[[ Provided data, beginning ]]

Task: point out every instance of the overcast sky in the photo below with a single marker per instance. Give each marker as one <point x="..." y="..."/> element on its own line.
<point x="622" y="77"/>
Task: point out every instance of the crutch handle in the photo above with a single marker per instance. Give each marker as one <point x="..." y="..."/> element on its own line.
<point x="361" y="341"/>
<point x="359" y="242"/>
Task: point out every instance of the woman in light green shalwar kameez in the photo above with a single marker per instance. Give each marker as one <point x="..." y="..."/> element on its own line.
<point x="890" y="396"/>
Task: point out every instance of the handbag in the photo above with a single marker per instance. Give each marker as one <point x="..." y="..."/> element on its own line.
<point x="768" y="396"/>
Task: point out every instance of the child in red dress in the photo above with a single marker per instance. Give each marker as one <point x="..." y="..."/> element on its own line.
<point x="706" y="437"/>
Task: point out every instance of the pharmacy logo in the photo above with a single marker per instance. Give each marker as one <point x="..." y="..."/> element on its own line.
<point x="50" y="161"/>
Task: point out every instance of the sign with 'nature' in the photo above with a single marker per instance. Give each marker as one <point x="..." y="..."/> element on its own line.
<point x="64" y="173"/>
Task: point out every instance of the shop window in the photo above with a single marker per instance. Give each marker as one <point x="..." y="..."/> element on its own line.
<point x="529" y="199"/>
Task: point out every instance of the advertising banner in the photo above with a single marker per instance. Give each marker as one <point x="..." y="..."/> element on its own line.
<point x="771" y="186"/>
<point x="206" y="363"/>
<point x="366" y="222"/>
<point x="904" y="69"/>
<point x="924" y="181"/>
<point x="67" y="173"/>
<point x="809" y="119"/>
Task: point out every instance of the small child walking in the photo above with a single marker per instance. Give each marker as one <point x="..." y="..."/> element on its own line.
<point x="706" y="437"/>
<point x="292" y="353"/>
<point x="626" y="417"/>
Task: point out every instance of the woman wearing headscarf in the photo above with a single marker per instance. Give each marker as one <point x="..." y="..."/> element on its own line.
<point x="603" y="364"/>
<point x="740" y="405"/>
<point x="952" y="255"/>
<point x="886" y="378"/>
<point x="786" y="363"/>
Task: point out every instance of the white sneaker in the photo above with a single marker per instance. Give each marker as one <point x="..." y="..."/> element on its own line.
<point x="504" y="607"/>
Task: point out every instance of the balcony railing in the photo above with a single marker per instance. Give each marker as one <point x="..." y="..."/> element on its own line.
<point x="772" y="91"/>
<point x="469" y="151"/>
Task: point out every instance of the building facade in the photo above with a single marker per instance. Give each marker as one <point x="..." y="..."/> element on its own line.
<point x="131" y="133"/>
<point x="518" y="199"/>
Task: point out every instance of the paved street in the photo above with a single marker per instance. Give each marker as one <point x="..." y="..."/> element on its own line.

[[ Provided data, end ]]

Directions for this task
Nothing but the lines from the one with "Task: point out every instance of the woman wearing" to the last line of the data should appear in the answer, each exactly as it stands.

Task answer
Task: point out every instance of the woman wearing headscarf in the photo above with a single marker per instance. Give each marker as one <point x="..." y="..."/> element on its own line.
<point x="603" y="364"/>
<point x="740" y="405"/>
<point x="952" y="255"/>
<point x="886" y="378"/>
<point x="786" y="363"/>
Task: point out every instance of the white sneaker in the photo above with a single marker per instance. Give each marker as one <point x="..." y="..."/> element on its own line.
<point x="504" y="607"/>
Task: point out every instance of the balcony railing in the photo above with a single marker per instance. Give each marker as one <point x="..." y="..."/> element on its own line.
<point x="772" y="91"/>
<point x="469" y="151"/>
Task: point out every instance of the building facade in the photo above with a single marker per instance. Give each marker as one <point x="..." y="..."/> element on its own line.
<point x="131" y="133"/>
<point x="518" y="199"/>
Task: point out every instance of the paved street in the photo above with a single marker per instance. Give each marker as one <point x="..." y="..."/> element on its own line.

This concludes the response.